"Jesus' Baptism - and Yours"
Pastor Roger Gustafson
Sunday, January 08, 2012
Mark 1:4-11
Grace and peace to you from God the Creator and the Lord Jesus. Amen.
In William Shakespeare’s play “As You Like It,” there is a rather melancholy character named Jaques who utters a line that has lived on in literature. Perhaps you’ve heard it: “All the world’s a stage.” Actually, what he says is “All the world’s a stage and all the men and women merely players; they have their exits and their entrances, and one person in his time plays many parts.” The central image is of a person’s life as it unfolds in seven “acts,” starting with infancy, then the student phase, and continuing on until it ends in what Jaques calls “a second childishness and mere oblivion, sans teeth, sans eyes, sans taste, sans everything.”
Talk about depressing! If you graphed it out it would probably look something like an arc, starting in infancy and then progressing through act three or four but then turning in an inevitable decline into “oblivion.” There are probably some political candidates fresh from the Iowa caucuses this past Tuesday night who could relate to that process, but as a characterization of human life in general – depressing indeed.
What a different reality is embedded in a distinctly Christian life; not characterized by an arc that is determined by diminishing capabilities but a steady trajectory of strength and positive influence that is not impacted by age or mobility or health.
The starting point for that kind of trajectory is located right here, in the waters of baptism. We conduct quite a few baptisms here in this congregation; in fact, we conduct about as many baptisms as other churches conduct funerals. I talked with a friend the other day, the pastor of another Lutheran congregation here in the metro, and he said that they conduct an average of a funeral a month. That’s about how often we conduct baptisms. And because we do them so frequently it’s possible to miss the significance of what actually happens in these waters, miss the power that is transferred in this sacrament.

* * * * *

**Work to complete**
1. Summarize the sermon in two sentences.
2. Answer these questions from the sermon:
(a) Which character in "As You Like It" speaks the line "All the world's a stage"?
(b) How often, on average, does the friend's Lutheran congregation conduct a funeral?
(c) What three things does the sermon say do not impact the trajectory of a Christian life?

**Listing**
* * * * *

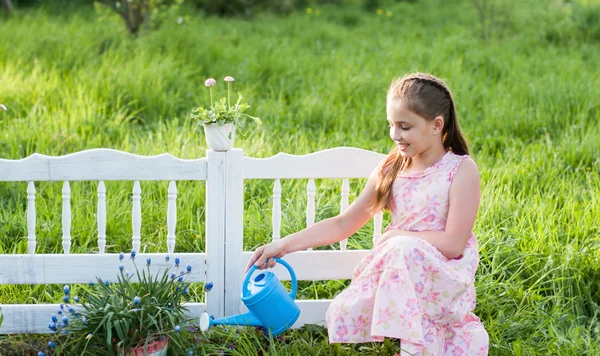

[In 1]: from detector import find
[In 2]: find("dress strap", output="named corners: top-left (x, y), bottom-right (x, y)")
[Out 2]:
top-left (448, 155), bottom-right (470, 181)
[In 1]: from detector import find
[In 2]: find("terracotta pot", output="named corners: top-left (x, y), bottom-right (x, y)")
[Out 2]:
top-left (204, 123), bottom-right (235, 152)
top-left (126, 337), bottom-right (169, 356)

* * * * *

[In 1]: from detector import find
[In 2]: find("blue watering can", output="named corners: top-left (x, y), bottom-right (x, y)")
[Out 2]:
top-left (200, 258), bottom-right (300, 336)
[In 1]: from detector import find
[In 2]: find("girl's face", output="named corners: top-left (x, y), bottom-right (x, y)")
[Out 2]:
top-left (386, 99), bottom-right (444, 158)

* * * * *

**Solutions per task**
1. The sermon opens with Jaques's "All the world's a stage" speech from Shakespeare's "As You Like It," which pictures a life unfolding in seven acts and ending in "mere oblivion," and calls that view of human life depressing. It contrasts that decline with a Christian life of steady strength and positive influence unaffected by age, mobility or health, whose starting point is baptism, a sacrament the congregation conducts so often that its significance can be missed.

2.
(a) Jaques
(b) About once a month
(c) Age, mobility and health